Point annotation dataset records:
• • • • • • •
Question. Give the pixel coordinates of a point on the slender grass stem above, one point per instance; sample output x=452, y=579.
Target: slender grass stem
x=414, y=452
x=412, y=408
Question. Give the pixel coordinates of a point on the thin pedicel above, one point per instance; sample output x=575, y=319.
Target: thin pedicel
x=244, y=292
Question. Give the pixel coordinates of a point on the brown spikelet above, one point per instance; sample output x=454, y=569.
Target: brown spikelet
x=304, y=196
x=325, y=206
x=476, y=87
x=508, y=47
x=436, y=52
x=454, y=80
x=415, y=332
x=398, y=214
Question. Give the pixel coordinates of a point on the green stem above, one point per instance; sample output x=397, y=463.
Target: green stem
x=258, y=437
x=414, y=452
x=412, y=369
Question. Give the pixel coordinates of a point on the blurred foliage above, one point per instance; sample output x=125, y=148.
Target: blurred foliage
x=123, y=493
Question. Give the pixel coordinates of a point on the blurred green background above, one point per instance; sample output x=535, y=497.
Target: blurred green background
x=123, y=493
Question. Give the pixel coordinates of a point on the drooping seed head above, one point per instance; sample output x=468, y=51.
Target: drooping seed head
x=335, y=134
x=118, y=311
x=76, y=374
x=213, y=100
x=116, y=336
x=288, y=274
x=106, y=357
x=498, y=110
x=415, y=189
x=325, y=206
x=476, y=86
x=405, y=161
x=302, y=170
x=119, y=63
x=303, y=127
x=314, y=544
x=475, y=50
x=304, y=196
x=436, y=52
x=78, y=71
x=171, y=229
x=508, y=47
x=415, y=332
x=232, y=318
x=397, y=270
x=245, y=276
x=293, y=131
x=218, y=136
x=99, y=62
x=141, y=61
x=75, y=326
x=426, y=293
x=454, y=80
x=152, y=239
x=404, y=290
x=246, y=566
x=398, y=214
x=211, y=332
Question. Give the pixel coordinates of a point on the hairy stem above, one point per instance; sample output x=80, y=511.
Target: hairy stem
• • • • • • •
→ **Prompt**:
Quote the records above word for word, starting with the line that contains "Question. Give the pixel coordinates of a point on the green" and continuing through the last line of the records.

→ **Correct answer**:
Question. Give the pixel coordinates of a point on the green stem above, one point per instance; sample output x=397, y=463.
Target: green stem
x=258, y=437
x=414, y=452
x=412, y=369
Question. Give the pixel coordinates of a point on the blurred foliage above, one point per instance; sample output x=125, y=148.
Target: blurred foliage
x=123, y=493
Question. Give the pixel coordinates of a point on the blurred green background above, one point per instance; sample output x=535, y=497.
Target: blurred green background
x=123, y=493
Question. Give the pixel coordinates of a point on the drooping seed head above, one point per instance; sample output x=468, y=51.
Target: drooping seed head
x=335, y=134
x=118, y=311
x=76, y=374
x=213, y=100
x=116, y=336
x=288, y=274
x=106, y=357
x=498, y=110
x=415, y=189
x=325, y=206
x=476, y=86
x=405, y=161
x=302, y=170
x=119, y=63
x=303, y=127
x=314, y=544
x=475, y=50
x=304, y=196
x=436, y=52
x=78, y=71
x=171, y=229
x=508, y=47
x=415, y=332
x=232, y=318
x=397, y=270
x=245, y=276
x=293, y=131
x=218, y=136
x=99, y=62
x=141, y=61
x=75, y=326
x=426, y=293
x=454, y=80
x=152, y=239
x=404, y=290
x=246, y=566
x=398, y=214
x=211, y=332
Question. Give the pixel coordinates of a point on the hairy stem above, one point per instance; sample output x=80, y=511.
Target: hairy stem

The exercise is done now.